HOW TO COMPLETE THIS TASK
Retype the entries below word for word, leaving out every picture.

[Records contained in a dataset]

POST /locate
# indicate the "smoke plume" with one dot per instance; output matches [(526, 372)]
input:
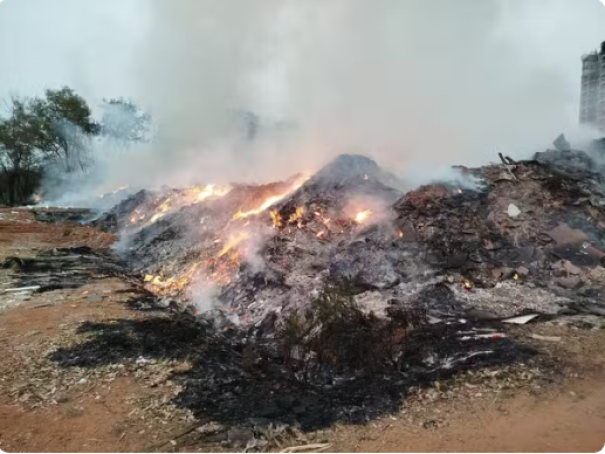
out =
[(409, 83)]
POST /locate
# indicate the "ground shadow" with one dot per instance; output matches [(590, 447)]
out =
[(235, 378)]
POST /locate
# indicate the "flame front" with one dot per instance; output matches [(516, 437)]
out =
[(362, 216), (211, 191)]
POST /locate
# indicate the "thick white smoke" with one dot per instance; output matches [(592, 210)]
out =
[(409, 82)]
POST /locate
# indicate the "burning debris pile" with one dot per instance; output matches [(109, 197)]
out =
[(526, 237), (325, 298)]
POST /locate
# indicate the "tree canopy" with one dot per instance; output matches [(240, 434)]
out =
[(56, 130)]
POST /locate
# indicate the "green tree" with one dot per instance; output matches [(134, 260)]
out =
[(65, 127), (37, 132)]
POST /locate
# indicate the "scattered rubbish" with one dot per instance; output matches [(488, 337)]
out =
[(563, 267), (570, 282), (513, 211), (521, 319), (563, 235), (94, 298), (31, 288), (483, 336), (546, 338), (316, 447)]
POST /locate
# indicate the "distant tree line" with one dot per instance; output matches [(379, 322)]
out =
[(56, 131)]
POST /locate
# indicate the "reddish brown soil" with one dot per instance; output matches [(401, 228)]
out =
[(570, 418)]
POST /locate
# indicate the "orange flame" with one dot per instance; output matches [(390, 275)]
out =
[(270, 201), (232, 242), (362, 216), (210, 191)]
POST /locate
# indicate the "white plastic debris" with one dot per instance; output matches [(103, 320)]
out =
[(546, 338), (521, 319), (513, 211), (32, 288)]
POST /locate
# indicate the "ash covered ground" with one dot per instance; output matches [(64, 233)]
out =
[(326, 298), (502, 239)]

THE COMPLETED TASK
POST /locate
# indicate the "smoke plume" with one dot per instance; output matches [(526, 372)]
input:
out =
[(409, 83)]
POST /locate
# indicate the "ground shadow" with one dot per instance; output matches [(590, 447)]
out =
[(235, 378)]
POST /locate
# indicate the "flame front" with one dot per instance; output matches [(516, 437)]
out =
[(362, 216), (211, 191)]
POST /locate
# indicate the "thick white smoke" with one dot per instance; output matches [(592, 210)]
out =
[(409, 82)]
POST /locate
# indicate the "burning debris pile" with one dot per instance; output matches [(109, 197)]
out =
[(526, 237), (325, 298)]
POST /locate
# indicate the "tree canopy" with one dot per instance; output matches [(240, 434)]
out =
[(56, 130)]
POST /locate
# indicate the "green tree" with one dot per instance; output matches [(134, 260)]
out =
[(65, 127), (37, 132)]
POST /locate
# indicate the "scattered rubbish" with one dot per instance; output matches [(488, 337)]
out =
[(563, 267), (570, 282), (513, 211), (521, 319), (563, 235), (94, 298), (31, 288), (483, 336), (546, 338), (316, 447)]
POST /locate
# indicate the "distant tree line" with one dot per instance; output matches [(379, 322)]
out =
[(56, 131)]
POST /locate
# indicate the "reddish brown soil" with one dot per instance; output matches [(401, 228)]
out =
[(570, 418)]
POST /locate
# indicate the "orange flame" with one dot per instance; output matches [(390, 275)]
out =
[(270, 201), (232, 242), (362, 216), (210, 191)]
POST /locate
# indicate the "white plastic debris" with one dot per instance; output matches [(103, 320)]
out =
[(546, 338), (521, 319), (513, 211), (32, 288)]
POST /locate
# indicate the "ash covered ground" with one dot per instance; output matches [(64, 233)]
out =
[(326, 298), (502, 239)]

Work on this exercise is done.